EXERCISE TASK:
Reproduce the records below word for word, leaving out the pictures.

MATERIAL SUPPLIED:
*-*-*
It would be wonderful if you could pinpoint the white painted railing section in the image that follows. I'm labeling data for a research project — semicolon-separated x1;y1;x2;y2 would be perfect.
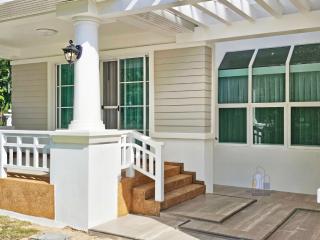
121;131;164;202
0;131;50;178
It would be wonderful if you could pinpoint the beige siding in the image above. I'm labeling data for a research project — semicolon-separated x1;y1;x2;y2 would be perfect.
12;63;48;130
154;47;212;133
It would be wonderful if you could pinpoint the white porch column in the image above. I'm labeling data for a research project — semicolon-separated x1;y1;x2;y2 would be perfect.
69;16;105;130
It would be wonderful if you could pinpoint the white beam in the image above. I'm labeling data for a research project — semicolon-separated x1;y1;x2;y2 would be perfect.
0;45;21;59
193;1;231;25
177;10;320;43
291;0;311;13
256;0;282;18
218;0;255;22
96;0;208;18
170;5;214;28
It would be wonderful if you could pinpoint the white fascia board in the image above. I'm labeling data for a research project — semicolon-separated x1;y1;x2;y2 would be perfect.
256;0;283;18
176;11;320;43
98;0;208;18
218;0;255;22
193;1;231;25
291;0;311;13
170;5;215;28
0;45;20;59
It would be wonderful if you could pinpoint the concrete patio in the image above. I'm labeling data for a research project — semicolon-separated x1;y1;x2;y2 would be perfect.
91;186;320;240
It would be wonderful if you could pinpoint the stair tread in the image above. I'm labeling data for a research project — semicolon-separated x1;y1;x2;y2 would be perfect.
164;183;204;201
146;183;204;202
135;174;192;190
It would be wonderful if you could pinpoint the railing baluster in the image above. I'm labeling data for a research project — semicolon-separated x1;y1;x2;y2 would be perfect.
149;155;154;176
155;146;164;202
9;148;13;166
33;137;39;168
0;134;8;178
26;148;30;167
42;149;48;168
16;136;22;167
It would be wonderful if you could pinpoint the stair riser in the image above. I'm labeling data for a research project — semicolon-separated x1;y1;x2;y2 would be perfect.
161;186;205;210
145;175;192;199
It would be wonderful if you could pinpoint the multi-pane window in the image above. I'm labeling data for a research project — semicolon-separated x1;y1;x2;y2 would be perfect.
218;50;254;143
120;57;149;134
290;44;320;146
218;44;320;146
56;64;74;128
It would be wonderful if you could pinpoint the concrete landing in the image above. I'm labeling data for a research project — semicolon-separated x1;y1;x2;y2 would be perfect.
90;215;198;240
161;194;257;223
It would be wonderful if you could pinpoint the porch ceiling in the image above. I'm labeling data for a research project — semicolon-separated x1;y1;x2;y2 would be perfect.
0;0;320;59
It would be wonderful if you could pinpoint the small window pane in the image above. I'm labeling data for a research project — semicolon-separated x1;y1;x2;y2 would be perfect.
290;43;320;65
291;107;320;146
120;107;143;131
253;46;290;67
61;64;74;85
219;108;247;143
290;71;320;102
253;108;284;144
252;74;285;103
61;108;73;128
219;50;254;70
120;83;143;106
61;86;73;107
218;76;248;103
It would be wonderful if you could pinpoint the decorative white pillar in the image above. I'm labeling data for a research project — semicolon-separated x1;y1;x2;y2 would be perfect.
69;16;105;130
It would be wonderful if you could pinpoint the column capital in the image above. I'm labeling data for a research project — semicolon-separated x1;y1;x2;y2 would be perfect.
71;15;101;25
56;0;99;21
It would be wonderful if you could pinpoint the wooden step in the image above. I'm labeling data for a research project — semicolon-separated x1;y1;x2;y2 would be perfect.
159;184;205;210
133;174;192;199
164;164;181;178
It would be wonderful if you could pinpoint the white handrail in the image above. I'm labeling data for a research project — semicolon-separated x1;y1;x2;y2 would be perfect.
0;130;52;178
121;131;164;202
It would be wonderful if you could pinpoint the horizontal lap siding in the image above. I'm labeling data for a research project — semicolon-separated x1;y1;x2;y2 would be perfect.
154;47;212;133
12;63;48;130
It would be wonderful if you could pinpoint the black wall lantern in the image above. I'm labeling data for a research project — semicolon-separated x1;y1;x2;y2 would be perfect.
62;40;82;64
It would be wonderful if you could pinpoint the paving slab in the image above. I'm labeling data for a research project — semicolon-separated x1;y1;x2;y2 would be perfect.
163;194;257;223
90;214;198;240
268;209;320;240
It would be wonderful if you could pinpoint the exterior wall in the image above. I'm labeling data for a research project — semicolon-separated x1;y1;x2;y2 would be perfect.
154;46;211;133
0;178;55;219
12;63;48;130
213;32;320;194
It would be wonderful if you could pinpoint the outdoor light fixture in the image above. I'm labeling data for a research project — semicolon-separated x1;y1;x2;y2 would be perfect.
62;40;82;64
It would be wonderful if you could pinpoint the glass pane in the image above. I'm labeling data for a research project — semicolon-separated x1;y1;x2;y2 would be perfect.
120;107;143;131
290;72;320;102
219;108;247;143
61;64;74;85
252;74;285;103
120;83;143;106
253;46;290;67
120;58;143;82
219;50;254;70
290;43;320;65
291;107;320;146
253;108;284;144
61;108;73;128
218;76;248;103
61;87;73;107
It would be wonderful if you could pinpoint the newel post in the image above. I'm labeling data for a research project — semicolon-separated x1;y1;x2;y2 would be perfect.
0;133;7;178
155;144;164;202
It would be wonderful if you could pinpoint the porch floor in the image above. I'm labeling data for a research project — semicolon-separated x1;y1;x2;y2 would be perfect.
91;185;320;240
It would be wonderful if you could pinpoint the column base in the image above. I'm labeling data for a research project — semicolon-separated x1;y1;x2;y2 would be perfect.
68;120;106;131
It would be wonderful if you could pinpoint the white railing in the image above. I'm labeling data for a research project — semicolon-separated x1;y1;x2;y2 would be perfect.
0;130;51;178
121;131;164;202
*-*-*
THE COMPLETED TASK:
It would be wonderful if you could pinpoint the white painted railing section in the image that follows. I'm labeling data for a research project — semicolon-separated x1;y1;x2;y2 would be perfect.
121;131;164;202
0;131;50;178
It would be wonderful if you could pinpoint the beige siding in the image above. I'm labeling data for a research project — semicolon-separated x1;y1;x2;y2 would be perfect.
12;63;48;130
154;47;212;133
It would be wonderful if you could pinpoint the white porch column in the image above. I'm labeling data for a research project — semicolon-separated x1;y1;x2;y2 would be perfect.
69;16;105;130
It would be wonderful if you could pinpoint the white beam in the image above. I'm labeling data for a research project — semicolon-separated x1;y1;x2;y2 would be perfect.
0;45;21;59
193;1;231;25
177;10;320;43
291;0;311;13
256;0;282;18
218;0;255;22
96;0;208;18
170;5;214;28
It would be wonderful if you could pinpoint the white fascia board in the image above. I'm labeling data for a research project — semicolon-separated x1;y1;x2;y2 would be perfect.
256;0;283;18
176;11;320;43
98;0;208;18
218;0;255;22
193;1;231;25
291;0;311;13
170;5;215;28
0;45;20;59
It would be wonderful if you could pinpoint the concrete patio in the image above. I'm labeling data for a research project — semicolon-separated x1;y1;x2;y2 would be perfect.
91;186;320;240
It would be wonderful if you could pinpoint the stair tread in the image above. I'm labeling data for a research project — semicolon-separated x1;y1;x2;y2 would be perfect.
164;183;204;201
146;183;204;202
135;174;192;190
It would be wonderful if you could pinpoint the railing baluster in the image above. I'm labeling data for a research project — semicolon-separated x1;y1;x2;y2 would be perfect.
149;155;154;176
155;146;164;202
9;148;13;166
33;137;39;168
0;134;8;178
26;148;30;167
42;149;48;168
16;136;22;167
It would be wonderful if you could pinpoint the stair riser in the image above. I'm labeling data for a research project — semicolon-separated x1;y1;x2;y2 would be perfect.
161;186;205;210
145;175;192;199
It would be wonderful if you could pinpoint the multi-pane window in the image above. I'm labeling data for a research project — semicolon-separated x1;y1;x2;y2 would be perfect.
218;50;254;143
120;57;149;134
290;44;320;146
218;44;320;146
56;64;74;128
It would be wonderful if you could pinpoint the concrete landing in the image above. I'm labeling data for a research project — semicolon-separated x1;y1;x2;y2 would be perfect.
90;215;198;240
161;194;257;223
It would be wonderful if you could pinpoint the porch ceiling in the image above. I'm labeling data for a research project — semicolon-separated x1;y1;x2;y2 would be perfect.
0;0;320;59
It would be wonderful if you could pinpoint the small window pane in the image above. I'm labeling data for a research project — semicolon-separated x1;y1;x2;y2 would be perfect.
290;43;320;65
291;107;320;146
120;107;143;131
253;46;290;67
61;64;74;85
219;108;247;143
290;71;320;102
253;108;284;144
252;74;285;103
61;108;73;128
219;50;254;70
120;83;143;106
61;86;73;107
218;76;248;103
It would be wonderful if you could pinpoint the decorative white pillar in the image above. I'm labeling data for a research project — semicolon-separated x1;y1;x2;y2 would be perfect.
69;16;105;130
It would be wonderful if you could pinpoint the column capital in the image above. I'm labeling data for a research project — semicolon-separated x1;y1;x2;y2 would be perfect.
71;15;101;25
56;0;99;21
It would be wonderful if you could pinpoint the wooden step in the image above. I'm labeling data for a research project — semicolon-separated x1;y1;x2;y2 would be perfect.
159;184;205;210
133;174;192;199
164;164;181;178
It would be wonderful if you could pinpoint the white handrail in the image above. I'm labeling data for a research project — semicolon-separated x1;y1;x2;y2 would be perfect.
0;130;52;178
121;131;164;202
It would be wonderful if you could pinpoint the horizontal lap siding in the image above. I'm labeling data for a research project — semicolon-separated x1;y1;x2;y2 would be perfect.
154;47;212;133
12;63;48;130
It would be wonderful if you could pinpoint the black wall lantern in the image above. I'm labeling data for a research project — semicolon-separated x1;y1;x2;y2 would be perfect.
62;40;82;64
It would be wonderful if you could pinpoint the paving slab in the image above. I'm labeling data for a research project — semicolon-separated x1;y1;x2;y2 would be perfect.
163;194;257;223
90;214;198;240
268;209;320;240
It would be wonderful if you could pinpoint the exterior wall in the image above. I'm labeling data for a research project — semicolon-separated x1;y1;x2;y2 would be perfect.
154;46;211;133
0;178;55;219
12;63;48;130
213;32;320;194
It would be wonderful if you could pinpoint the outdoor light fixture in the image above. I'm labeling data for a research project — semicolon-separated x1;y1;x2;y2 would be perfect.
62;40;82;64
It would be wonderful if you could pinpoint the glass pane in the image above. I'm labeling data for a research project — semicolon-separated x1;y1;x2;y2 would be perfect.
120;107;143;131
290;72;320;102
219;108;247;143
61;64;74;85
252;74;285;103
120;83;143;106
253;46;290;67
120;58;143;82
219;50;254;70
290;43;320;65
291;107;320;146
253;108;284;144
61;108;73;128
218;76;248;103
61;87;73;107
It would be wonderful if you could pinpoint the newel post in the image above. I'm labeling data for a research project — semicolon-separated x1;y1;x2;y2 would be perfect.
0;133;7;178
155;144;164;202
It would be wonderful if you could pinpoint the porch floor in the image above. I'm labeling data for a research project — semicolon-separated x1;y1;x2;y2 would be perfect.
91;185;320;240
It would be wonderful if you could pinpoint the column base in the image above. I'm labeling data for a research project — semicolon-separated x1;y1;x2;y2 would be perfect.
68;120;106;131
It would be wonderful if you could pinpoint the white railing in the image above. I'm labeling data for a research project — semicolon-separated x1;y1;x2;y2 would be perfect.
0;130;51;178
121;131;164;202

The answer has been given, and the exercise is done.